## What is required
Every line with "below" in it should be copied from the data.
[[ Dataset records, beginning ]]
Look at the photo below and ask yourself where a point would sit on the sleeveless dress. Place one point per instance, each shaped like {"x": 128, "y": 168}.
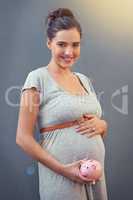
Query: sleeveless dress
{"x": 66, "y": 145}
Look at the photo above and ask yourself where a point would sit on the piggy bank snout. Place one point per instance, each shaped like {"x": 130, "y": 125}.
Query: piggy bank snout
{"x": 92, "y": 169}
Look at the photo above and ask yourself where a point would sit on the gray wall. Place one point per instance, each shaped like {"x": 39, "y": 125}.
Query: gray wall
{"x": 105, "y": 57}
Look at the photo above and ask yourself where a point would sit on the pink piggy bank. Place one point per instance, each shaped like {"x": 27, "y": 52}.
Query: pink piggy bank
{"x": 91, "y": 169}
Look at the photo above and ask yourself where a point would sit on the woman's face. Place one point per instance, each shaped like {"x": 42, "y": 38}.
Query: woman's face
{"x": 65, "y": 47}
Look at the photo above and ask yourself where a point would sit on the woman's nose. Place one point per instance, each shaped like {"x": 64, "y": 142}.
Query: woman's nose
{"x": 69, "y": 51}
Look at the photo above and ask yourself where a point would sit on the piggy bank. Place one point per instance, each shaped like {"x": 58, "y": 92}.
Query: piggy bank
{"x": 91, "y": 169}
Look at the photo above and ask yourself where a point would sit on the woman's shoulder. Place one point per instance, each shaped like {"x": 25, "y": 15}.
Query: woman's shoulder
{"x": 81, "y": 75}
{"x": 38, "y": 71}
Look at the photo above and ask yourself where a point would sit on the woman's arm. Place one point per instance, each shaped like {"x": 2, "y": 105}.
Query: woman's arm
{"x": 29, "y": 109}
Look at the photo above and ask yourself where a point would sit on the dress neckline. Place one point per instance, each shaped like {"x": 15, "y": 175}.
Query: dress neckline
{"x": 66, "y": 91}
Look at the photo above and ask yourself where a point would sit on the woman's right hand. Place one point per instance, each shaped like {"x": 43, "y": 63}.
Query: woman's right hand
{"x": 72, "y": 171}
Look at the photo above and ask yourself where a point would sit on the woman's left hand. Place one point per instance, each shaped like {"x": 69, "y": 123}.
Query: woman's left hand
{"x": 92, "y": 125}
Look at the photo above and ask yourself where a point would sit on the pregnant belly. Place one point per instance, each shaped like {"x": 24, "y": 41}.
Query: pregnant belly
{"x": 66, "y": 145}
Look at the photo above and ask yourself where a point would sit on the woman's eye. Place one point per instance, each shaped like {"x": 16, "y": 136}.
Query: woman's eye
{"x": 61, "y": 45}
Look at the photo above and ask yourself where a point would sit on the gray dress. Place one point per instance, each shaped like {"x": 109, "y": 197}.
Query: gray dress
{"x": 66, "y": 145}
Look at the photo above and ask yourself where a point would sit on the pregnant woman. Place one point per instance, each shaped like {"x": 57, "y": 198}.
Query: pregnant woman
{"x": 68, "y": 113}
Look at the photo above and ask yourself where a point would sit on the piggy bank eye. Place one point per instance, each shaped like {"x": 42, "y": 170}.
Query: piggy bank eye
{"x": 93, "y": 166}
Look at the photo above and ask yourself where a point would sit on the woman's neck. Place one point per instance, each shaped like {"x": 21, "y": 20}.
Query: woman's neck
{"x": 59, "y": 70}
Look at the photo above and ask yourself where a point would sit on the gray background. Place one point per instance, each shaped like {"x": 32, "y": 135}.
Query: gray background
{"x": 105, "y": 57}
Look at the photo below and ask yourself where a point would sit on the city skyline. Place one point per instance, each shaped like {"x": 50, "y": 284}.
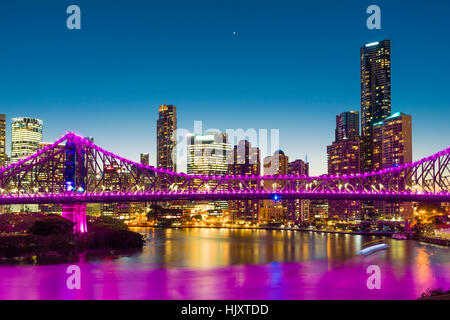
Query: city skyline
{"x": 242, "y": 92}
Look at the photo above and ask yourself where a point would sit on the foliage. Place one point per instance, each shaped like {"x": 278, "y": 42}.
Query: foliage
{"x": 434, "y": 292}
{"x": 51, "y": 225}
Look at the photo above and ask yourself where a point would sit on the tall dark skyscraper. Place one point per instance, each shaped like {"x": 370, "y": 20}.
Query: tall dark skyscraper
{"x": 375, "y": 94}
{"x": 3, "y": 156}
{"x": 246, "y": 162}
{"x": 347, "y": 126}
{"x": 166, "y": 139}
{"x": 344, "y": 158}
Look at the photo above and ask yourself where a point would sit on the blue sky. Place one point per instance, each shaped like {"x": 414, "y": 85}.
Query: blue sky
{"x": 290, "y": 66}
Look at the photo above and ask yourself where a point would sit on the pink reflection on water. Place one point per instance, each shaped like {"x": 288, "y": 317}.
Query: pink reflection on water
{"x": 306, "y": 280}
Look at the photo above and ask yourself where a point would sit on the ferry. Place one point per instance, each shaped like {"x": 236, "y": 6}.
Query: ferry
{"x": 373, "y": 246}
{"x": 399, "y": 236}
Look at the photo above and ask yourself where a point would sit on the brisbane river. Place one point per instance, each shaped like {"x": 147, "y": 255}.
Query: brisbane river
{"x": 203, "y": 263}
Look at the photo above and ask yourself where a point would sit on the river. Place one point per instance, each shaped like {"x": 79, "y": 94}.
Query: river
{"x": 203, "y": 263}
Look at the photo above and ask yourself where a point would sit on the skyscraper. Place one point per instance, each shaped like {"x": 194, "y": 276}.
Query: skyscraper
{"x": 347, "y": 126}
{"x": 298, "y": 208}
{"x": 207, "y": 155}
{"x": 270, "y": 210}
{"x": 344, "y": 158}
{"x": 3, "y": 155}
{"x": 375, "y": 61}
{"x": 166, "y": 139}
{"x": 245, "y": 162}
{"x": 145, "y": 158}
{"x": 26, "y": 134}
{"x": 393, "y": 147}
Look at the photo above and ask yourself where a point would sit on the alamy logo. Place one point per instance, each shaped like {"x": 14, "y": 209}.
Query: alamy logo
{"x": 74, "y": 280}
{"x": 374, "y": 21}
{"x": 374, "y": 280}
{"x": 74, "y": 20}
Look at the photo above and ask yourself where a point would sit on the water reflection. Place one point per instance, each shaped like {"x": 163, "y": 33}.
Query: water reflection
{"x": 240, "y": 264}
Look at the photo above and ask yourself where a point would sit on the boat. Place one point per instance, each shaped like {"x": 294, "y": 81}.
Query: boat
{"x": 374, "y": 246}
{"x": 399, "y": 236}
[[ Dataset records, end ]]
## Response
Look at the photo below and ask yourself where a point would sit on the sleeveless dress. Place one point per instance, each shaped like {"x": 128, "y": 168}.
Look at the photo below and ask yourself where a point would sit on the city skyline. Place one point per instance, each shaped like {"x": 50, "y": 284}.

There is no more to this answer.